* _Data for the task_
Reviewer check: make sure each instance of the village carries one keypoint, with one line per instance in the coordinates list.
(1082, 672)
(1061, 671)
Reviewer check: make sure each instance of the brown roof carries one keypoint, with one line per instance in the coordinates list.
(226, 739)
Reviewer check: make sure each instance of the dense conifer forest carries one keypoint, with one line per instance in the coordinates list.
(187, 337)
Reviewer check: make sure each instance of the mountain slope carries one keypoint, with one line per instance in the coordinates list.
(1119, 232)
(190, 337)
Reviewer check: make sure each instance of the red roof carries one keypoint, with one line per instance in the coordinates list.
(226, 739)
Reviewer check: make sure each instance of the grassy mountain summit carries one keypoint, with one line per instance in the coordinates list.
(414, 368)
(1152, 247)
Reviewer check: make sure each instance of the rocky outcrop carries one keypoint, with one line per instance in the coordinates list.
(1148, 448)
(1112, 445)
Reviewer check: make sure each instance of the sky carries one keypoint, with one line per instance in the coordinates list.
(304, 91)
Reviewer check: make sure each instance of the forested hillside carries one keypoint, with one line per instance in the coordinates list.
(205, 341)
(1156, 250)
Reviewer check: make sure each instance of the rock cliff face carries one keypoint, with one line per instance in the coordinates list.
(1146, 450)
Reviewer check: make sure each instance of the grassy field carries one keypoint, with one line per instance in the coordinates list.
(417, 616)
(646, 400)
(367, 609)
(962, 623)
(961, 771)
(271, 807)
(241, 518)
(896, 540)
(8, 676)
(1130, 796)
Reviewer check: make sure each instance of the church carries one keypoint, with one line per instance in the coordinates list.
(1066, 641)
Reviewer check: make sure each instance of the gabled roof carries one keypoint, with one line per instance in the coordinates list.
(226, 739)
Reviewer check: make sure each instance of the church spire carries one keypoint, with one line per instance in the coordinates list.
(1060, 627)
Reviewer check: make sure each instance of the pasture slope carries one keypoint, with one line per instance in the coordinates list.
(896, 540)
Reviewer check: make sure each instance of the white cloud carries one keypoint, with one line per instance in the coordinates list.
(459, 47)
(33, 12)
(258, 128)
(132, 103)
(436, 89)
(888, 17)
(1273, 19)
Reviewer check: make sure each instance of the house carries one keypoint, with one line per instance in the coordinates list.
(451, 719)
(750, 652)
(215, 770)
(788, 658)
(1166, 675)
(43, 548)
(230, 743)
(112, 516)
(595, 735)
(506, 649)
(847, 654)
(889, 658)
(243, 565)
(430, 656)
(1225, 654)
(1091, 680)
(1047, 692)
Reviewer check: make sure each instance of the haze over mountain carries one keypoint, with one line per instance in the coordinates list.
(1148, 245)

* _Required action_
Whatever appears in the data above must be copied word for word.

* _Written reply_
Reviewer check: make sure each instance of the village carries one keypoint, with one line per instance in the coordinates list.
(1082, 672)
(1061, 671)
Reviewer check: make sure each instance of the brown roof carries one keypoint, with one line per instance in the coordinates list.
(226, 739)
Reviewer check: make sure each instance of the dense conifer forest carries one keypoint, with one line per instance in the coordinates list.
(187, 337)
Reviewer check: make sure each instance of the mountain slope carries one keypoint, with one line per instance in the coordinates list.
(1119, 232)
(190, 337)
Reviewer check: make sure each instance of the red roof carries one keypoint, with one line per instance in the coordinates list.
(226, 739)
Reviewer check: make sure each instance of the grassy mountain summit carries one keypoint, with one line per instance in the coordinates list.
(414, 368)
(1152, 247)
Reviewer check: make sure each instance of the rocky outcrop carries one keypoint, with one line per instance in the coordinates list.
(1148, 448)
(1112, 445)
Reviewer check: make sure each instance of the sky carries one keypoint, with one line per instance in the coordinates list.
(304, 91)
Reviewer check: make sure each instance of the forested hillside carries one keypoint, with one line per instance in the coordinates list.
(205, 341)
(1156, 250)
Reviewer check: make sure each instance of the rock cliff face carries one keypoint, with one line per instance in the coordinates list.
(1146, 450)
Reviewer check: make sure each instance of the grassy field carries one keypoint, with one line per instance in the coordinates list.
(417, 616)
(646, 400)
(367, 609)
(962, 623)
(961, 771)
(271, 807)
(241, 518)
(896, 540)
(8, 676)
(1130, 796)
Reviewer check: make sure each instance of the church carries one keypoint, with one line per instance in the coordinates list.
(1066, 641)
Reviewer check: make sure each instance of the gabled roof carries one keypoint, with one line per instance in the coordinates list.
(226, 739)
Reviewer check: make sure each instance of the church spire carries one keypoint, with one line per instance in the coordinates list.
(1060, 627)
Reviewer check: make sure each instance of the pasture slope carries one keypoint, with one line per instance in the coordinates list.
(896, 540)
Reviewer check: make sure each instance of the white cloud carries one keypoint, with one line per instance in the coordinates list.
(459, 47)
(33, 12)
(258, 128)
(132, 103)
(436, 89)
(888, 17)
(1273, 19)
Reviewer check: make sure each instance of the house carries one keypoint, with one line per instance in the coordinates list.
(451, 719)
(750, 652)
(215, 770)
(788, 658)
(1166, 675)
(43, 548)
(230, 743)
(112, 516)
(595, 735)
(506, 649)
(847, 654)
(889, 658)
(243, 565)
(430, 656)
(1225, 654)
(1091, 680)
(1047, 692)
Reviewer check: make sure each instance of the haze over mountain carries one keypoint, with one line per instance in the coordinates list.
(1148, 245)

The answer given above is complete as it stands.